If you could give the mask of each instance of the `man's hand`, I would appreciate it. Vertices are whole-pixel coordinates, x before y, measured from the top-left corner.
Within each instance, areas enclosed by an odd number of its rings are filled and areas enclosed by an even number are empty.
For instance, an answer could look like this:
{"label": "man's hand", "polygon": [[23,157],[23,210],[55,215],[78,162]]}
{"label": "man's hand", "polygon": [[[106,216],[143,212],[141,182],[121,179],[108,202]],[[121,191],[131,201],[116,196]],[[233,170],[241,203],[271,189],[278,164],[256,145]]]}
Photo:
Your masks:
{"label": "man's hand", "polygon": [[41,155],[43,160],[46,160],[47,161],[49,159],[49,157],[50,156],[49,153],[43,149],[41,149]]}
━━━━━━━━━━━━━━━━
* [To be done]: Recast the items above as a Markdown table with the columns Row and Line. Number each line in order and leave out any blank lines.

* [Solution]:
| Row | Line |
|---|---|
| 1 | If you could give the mask of each instance of the `man's hand`, I would appreciate it. Vertices are whole-pixel coordinates, x before y, measured from the top-left corner. |
| 2 | Within each instance, areas enclosed by an odd number of its rings are filled and areas enclosed by an even number are empty. |
| 3 | For instance, an answer could look like this: |
| 4 | {"label": "man's hand", "polygon": [[23,157],[23,210],[55,215],[78,162]]} |
| 5 | {"label": "man's hand", "polygon": [[[106,216],[143,212],[141,182],[121,179],[108,202]],[[121,191],[131,201],[116,196]],[[233,170],[241,203],[271,189],[278,164],[256,145]]]} |
| 6 | Photo: |
| 7 | Your masks: |
| 8 | {"label": "man's hand", "polygon": [[41,155],[43,160],[46,160],[47,161],[49,159],[49,157],[50,156],[49,153],[43,149],[41,149]]} |